>> Begin Material for the task

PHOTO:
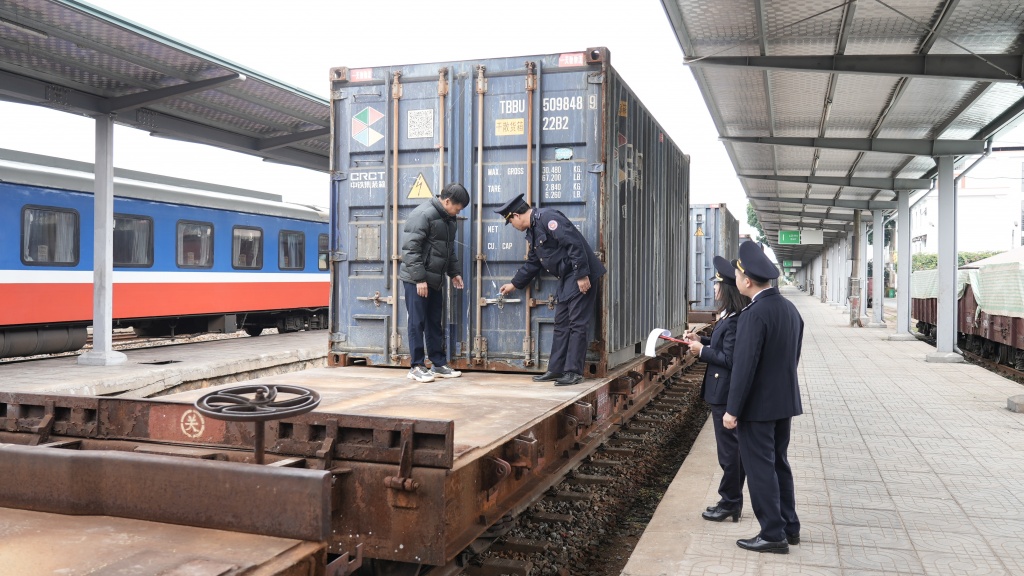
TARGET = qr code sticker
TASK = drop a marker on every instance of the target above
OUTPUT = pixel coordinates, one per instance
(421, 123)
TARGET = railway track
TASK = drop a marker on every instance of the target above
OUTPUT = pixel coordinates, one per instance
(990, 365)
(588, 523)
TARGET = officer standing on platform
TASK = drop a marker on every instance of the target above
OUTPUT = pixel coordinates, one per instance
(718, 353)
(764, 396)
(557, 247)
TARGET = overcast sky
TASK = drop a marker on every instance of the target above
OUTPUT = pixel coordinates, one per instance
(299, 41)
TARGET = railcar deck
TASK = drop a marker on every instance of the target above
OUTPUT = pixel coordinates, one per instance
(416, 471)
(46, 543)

>> End Material for the task

What you will do
Rewrite every line of the data above, raising each pixel coordinate in the answers by 67 and leaving the picture out.

Expected output
PHOTO:
TARGET = qr code sticker
TASK = drop a marker on every instance of the target above
OUTPUT = pixel coordinates, one per instance
(488, 190)
TARGET = railway track
TASK = drop a marker on every instance of the target above
OUTPUT = pixel coordinates, one per instance
(1057, 432)
(655, 590)
TARGET = officer standing on platform
TASK = drop a marker on every instance of the target above
OUTPUT = pixel coordinates, one per instance
(785, 420)
(831, 463)
(624, 314)
TARGET = overcast sky
TASK = drop a marker on every instance of the target above
OUTPUT = pixel coordinates, one per instance
(366, 108)
TARGET = railcar deck
TASK = drop a marker on every instance of the target above
OUTPUT = pixel coordinates, one per instance
(483, 538)
(113, 610)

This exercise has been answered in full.